### WHAT IS NEEDED
Carry on the personal essay about realizing one has an anxious attachment style, picking up right after its last sentence.

### EXTRACT PROVIDED
★ ★ ★ ★

It turns out I have been in denial about my anxious attachment style

Adulting in your 30s
4 min readSep 26, 2023

It only took me 36 years to find out

Attachment style theory has been around for a while, and I’ve taken several quizzes and read some articles and books to try to figure out what I am.

However, I never felt like I quite fit into any of the styles.

Most of the descriptions for anxious attachment opens by talking about the intense fear that one’s partner would leave them.

I don’t feel this way. I don’t have constant anxiety that my partner would break up with me.

So, I must not have an anxious attachment style.

Wrong wrong wrong!

I was hypersensitive to any micro sighs of disengagement

I don’t obsessively send them endless texts until they reply. And I don’t get mad at them for not replying quick. So, I must not be anxiously attached.

★ ★ ★ ★

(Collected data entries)
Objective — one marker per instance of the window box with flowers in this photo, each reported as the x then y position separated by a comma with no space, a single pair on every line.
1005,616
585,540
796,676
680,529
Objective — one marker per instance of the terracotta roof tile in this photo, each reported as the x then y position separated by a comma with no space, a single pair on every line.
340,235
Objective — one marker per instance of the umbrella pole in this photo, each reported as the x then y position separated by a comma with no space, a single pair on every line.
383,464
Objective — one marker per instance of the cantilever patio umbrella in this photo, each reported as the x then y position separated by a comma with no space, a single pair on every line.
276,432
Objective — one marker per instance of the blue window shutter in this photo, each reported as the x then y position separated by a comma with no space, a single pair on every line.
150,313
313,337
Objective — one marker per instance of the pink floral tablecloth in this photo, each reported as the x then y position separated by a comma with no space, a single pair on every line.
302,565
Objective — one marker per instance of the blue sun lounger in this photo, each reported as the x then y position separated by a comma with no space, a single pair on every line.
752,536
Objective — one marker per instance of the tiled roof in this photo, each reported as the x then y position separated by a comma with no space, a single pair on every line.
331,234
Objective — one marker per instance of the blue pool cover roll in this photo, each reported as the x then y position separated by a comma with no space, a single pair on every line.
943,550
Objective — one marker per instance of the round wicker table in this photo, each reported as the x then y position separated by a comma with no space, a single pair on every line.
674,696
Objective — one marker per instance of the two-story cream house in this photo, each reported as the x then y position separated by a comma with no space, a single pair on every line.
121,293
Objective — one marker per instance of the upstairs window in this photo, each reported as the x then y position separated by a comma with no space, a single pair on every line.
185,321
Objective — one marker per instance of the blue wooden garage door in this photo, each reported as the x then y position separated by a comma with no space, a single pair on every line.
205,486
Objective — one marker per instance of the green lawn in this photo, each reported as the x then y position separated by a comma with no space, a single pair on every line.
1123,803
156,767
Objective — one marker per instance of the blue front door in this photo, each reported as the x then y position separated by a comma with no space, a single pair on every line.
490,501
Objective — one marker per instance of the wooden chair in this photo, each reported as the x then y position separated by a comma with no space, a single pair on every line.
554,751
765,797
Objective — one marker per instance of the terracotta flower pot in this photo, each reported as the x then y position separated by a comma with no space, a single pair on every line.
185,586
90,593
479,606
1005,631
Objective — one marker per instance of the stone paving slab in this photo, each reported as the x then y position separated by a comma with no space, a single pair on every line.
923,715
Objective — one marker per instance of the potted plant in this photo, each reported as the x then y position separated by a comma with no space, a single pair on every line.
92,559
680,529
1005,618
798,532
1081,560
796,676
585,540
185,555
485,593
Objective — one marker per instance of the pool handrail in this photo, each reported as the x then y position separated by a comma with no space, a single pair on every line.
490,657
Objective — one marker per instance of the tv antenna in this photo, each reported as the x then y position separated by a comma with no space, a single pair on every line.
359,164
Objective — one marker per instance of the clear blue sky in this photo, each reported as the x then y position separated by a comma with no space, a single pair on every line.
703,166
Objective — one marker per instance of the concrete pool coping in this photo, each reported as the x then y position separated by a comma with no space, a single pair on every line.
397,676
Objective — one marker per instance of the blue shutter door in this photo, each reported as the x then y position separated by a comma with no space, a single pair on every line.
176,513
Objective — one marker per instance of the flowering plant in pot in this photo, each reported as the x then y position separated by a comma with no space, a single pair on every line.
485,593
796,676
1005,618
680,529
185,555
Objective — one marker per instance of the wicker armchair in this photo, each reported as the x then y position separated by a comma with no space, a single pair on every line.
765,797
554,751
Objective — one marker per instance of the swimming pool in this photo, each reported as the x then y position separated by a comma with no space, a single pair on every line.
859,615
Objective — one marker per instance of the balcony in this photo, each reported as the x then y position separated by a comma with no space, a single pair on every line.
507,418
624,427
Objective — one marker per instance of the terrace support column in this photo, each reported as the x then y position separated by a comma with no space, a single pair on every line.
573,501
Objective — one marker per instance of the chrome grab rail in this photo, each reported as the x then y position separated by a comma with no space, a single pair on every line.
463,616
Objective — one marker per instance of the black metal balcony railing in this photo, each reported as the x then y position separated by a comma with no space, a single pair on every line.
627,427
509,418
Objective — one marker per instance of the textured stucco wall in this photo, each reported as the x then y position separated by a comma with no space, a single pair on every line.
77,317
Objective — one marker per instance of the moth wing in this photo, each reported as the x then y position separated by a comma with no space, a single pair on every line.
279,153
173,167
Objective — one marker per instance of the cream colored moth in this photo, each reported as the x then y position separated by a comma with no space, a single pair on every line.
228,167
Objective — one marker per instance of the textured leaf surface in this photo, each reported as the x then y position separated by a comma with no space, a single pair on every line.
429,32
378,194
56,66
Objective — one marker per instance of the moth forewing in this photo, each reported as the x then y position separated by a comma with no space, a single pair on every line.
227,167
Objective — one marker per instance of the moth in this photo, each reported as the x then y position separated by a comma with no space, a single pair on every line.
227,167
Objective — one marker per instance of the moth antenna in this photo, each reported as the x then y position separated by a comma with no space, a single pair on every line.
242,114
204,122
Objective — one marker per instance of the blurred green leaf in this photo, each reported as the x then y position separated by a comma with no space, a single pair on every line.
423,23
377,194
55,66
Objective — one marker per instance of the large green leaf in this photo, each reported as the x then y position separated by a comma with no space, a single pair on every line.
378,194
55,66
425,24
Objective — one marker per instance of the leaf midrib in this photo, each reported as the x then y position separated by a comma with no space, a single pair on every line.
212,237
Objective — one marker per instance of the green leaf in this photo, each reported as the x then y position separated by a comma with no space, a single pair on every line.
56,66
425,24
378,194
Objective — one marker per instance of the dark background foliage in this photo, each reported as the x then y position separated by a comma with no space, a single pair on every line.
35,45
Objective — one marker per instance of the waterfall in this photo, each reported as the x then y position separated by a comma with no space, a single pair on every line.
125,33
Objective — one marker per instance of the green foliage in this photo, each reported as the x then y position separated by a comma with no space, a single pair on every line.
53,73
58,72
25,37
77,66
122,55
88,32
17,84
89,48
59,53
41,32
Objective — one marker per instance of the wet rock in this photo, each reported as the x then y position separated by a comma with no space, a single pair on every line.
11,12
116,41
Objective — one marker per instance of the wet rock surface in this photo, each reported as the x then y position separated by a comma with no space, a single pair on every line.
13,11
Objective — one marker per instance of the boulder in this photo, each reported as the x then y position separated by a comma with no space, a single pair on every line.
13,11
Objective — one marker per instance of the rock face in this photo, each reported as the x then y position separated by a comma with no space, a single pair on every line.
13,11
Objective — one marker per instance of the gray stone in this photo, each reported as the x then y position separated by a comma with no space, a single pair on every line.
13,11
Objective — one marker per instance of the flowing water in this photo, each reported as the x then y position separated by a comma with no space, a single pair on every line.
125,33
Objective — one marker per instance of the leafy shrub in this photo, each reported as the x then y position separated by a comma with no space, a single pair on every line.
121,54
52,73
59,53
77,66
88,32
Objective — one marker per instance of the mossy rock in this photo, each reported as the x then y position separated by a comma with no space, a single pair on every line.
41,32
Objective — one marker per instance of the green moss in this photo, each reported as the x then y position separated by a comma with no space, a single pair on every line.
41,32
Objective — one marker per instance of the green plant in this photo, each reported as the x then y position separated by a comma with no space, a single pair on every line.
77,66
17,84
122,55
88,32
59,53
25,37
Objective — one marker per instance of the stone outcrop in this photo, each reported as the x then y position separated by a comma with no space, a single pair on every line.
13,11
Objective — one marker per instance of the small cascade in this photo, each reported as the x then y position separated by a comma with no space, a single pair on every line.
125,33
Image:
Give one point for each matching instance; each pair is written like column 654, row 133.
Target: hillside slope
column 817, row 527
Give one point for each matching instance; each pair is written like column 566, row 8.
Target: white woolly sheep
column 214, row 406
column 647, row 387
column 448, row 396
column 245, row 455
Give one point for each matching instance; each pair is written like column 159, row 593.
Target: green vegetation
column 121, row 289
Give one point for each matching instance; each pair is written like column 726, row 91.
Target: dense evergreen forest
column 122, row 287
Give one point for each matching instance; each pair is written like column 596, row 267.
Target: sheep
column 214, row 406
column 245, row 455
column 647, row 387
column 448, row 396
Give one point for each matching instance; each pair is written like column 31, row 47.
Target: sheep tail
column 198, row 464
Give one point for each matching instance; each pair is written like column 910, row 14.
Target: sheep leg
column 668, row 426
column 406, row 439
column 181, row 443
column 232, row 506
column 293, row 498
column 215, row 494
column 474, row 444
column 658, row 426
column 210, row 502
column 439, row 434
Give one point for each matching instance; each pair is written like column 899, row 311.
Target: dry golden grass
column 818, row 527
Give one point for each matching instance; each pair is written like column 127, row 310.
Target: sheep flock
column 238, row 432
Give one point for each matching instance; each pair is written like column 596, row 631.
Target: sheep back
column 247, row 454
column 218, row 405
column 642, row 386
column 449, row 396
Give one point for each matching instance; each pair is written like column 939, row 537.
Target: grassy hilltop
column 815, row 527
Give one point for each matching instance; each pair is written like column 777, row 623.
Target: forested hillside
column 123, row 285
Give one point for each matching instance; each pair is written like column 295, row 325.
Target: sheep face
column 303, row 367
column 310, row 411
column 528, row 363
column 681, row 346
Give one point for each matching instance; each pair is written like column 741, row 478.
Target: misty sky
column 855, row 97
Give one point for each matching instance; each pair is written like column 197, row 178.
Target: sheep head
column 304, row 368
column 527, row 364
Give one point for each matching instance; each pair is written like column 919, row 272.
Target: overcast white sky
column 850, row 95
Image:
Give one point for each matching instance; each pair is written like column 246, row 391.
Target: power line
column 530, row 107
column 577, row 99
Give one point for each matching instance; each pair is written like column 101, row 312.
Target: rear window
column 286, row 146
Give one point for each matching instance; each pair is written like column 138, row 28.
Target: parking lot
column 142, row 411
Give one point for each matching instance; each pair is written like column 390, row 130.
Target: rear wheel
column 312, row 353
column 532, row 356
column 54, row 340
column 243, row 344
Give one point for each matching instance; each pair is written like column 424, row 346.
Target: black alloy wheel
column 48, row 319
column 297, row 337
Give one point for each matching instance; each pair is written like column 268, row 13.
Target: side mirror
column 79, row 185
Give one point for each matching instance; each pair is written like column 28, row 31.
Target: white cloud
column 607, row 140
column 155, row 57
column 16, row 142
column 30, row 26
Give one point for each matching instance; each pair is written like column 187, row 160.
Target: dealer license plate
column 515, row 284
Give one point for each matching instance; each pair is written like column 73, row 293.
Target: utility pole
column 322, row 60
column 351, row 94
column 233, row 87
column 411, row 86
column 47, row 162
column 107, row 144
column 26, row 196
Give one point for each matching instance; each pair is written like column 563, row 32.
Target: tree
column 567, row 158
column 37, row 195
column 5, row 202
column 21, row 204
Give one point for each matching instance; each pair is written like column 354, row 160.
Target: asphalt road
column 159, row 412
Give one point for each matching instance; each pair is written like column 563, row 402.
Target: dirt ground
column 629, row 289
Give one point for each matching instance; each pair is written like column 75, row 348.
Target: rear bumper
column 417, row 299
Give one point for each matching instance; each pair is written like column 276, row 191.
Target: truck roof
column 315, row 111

★ ★ ★ ★

### TASK RESPONSE
Except, although I’ve rationalized and told myself to not act on these toxic behaviors, inside, I still felt triggered when they would take hours to reply to a text, and or didn’t text me for a whole day. I couldn’t help but feel like maybe they were mad at me? maybe I wasn’t important enough? how hard is it to reply to a text?

Not only that, I expected them to be always “on”. I looked to their cheerfulness and good humor to reassure myself that things were okay between us.

If they were less talkative than usual, or they showed frustration at something unrelated to us, I felt shaken.

Gradually these small uncertainties added up to make me feel paralized with dread and confusion, spiraling downwards until I felt convinced that things were off between us again, at which point I would shut down and be quiet and moody.

I didn’t see that this reaction, although not a fear that they would break up with me, was deep anxiety that I would lose their affection and love even temporarily.

When we have a fight, I need us to resolve it right then and there

They say don’t go to bed angry, and I really took this to heart. I didn’t understand that my partner may need some time to themselves before talking about the conflict further.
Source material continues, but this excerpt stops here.